Exercise aim:
Rewrite the stretch from the line containing "locate the concrete curb in the photo above" through the end of the items, replacing "blue sign" with "blue signboard" and leaving everything else unchanged.

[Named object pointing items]
+--

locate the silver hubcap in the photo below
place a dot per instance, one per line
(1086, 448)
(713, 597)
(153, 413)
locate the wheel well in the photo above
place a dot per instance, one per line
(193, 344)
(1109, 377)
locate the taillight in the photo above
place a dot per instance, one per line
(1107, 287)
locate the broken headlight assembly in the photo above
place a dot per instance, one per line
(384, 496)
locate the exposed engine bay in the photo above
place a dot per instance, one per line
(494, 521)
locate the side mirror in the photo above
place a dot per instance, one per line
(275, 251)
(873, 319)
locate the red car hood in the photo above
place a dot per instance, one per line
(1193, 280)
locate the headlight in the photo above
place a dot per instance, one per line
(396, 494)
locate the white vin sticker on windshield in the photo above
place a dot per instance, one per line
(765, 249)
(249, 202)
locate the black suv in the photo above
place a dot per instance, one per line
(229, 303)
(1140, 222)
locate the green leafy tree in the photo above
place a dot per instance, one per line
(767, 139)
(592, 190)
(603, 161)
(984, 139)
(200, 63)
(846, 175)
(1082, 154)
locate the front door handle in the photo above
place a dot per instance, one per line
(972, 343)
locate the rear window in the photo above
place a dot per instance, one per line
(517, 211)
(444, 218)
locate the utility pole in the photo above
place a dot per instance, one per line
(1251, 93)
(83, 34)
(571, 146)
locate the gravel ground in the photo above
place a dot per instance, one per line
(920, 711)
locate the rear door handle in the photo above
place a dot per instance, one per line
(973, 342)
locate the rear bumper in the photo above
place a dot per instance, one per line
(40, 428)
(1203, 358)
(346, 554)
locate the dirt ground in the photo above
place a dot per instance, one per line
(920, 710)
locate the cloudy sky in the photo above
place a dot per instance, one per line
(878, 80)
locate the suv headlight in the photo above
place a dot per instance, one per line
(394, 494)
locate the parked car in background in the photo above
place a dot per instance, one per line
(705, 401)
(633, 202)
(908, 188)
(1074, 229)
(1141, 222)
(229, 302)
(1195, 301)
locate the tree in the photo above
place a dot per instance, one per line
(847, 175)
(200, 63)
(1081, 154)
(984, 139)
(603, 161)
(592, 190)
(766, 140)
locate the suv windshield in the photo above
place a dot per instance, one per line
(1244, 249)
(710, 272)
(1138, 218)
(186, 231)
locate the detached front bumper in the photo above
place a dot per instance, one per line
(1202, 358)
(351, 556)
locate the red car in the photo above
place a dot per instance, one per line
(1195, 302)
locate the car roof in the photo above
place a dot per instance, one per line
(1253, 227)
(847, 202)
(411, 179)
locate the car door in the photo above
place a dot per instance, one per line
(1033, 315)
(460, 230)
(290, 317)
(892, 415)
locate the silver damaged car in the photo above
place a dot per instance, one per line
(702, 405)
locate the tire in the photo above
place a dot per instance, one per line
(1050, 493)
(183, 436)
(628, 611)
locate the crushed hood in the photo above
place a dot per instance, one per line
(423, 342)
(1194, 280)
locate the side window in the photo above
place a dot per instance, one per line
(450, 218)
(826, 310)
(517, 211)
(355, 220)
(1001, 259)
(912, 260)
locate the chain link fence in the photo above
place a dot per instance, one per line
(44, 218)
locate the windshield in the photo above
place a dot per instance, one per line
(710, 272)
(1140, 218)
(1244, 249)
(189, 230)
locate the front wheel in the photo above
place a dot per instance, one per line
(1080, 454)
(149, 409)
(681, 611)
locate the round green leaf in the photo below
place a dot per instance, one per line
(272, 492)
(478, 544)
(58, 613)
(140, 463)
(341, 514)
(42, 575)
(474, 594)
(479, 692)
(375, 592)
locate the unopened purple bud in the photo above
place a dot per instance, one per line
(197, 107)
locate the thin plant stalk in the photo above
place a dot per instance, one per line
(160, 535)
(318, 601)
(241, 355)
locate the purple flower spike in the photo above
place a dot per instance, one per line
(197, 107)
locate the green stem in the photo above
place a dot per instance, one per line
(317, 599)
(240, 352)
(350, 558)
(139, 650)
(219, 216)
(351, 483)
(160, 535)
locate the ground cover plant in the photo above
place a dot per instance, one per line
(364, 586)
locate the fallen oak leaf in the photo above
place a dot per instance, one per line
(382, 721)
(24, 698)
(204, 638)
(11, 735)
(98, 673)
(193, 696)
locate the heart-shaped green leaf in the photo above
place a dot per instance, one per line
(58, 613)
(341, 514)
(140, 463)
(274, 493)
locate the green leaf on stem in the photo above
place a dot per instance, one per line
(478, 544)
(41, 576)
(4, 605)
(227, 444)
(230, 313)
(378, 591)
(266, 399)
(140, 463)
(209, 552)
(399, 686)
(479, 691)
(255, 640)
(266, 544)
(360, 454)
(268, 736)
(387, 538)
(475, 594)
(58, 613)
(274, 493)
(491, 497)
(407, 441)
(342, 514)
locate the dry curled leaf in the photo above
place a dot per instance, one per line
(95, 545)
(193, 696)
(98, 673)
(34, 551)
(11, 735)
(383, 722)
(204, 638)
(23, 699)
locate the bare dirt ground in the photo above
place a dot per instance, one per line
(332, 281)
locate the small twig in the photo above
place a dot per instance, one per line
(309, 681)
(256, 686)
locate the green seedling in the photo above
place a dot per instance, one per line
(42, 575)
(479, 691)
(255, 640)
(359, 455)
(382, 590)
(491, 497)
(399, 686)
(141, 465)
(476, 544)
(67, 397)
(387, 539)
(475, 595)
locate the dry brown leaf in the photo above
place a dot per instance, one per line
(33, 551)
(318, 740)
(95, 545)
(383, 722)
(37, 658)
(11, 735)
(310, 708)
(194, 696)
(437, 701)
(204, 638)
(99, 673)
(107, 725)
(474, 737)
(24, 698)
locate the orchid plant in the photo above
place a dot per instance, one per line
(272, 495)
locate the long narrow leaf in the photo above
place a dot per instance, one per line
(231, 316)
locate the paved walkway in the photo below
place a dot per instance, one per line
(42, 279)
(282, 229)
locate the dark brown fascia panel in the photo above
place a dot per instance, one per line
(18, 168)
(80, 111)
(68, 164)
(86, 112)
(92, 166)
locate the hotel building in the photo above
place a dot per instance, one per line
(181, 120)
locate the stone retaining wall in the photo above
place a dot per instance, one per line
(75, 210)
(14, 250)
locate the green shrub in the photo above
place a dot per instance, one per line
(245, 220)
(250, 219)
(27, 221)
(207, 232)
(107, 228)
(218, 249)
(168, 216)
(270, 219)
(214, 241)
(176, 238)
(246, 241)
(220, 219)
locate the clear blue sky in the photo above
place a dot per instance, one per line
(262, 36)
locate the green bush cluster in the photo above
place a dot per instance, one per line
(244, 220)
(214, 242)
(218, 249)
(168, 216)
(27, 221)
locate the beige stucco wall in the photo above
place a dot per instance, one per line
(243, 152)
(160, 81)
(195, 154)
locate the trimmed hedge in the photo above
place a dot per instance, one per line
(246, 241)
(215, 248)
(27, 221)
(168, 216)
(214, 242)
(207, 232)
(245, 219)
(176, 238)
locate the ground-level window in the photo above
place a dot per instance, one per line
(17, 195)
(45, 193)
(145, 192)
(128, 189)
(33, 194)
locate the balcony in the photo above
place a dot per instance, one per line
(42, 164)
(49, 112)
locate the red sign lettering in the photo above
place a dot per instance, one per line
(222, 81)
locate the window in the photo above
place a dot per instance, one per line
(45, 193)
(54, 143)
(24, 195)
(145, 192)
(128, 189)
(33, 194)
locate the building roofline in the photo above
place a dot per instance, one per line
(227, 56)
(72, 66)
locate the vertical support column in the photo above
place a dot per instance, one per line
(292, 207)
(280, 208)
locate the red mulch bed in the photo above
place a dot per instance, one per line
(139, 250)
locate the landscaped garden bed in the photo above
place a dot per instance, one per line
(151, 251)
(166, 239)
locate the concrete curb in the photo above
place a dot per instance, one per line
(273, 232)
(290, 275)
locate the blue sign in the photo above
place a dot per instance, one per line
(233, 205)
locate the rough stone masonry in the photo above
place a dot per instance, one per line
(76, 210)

+--

Answer to this problem:
locate the concrete curb in the photo above
place a dot per instance, one per line
(273, 232)
(290, 275)
locate the blue signboard in the photo above
place a dot per instance, one per line
(233, 205)
locate the rough stone masonry in the photo above
place a dot per instance, one per line
(76, 210)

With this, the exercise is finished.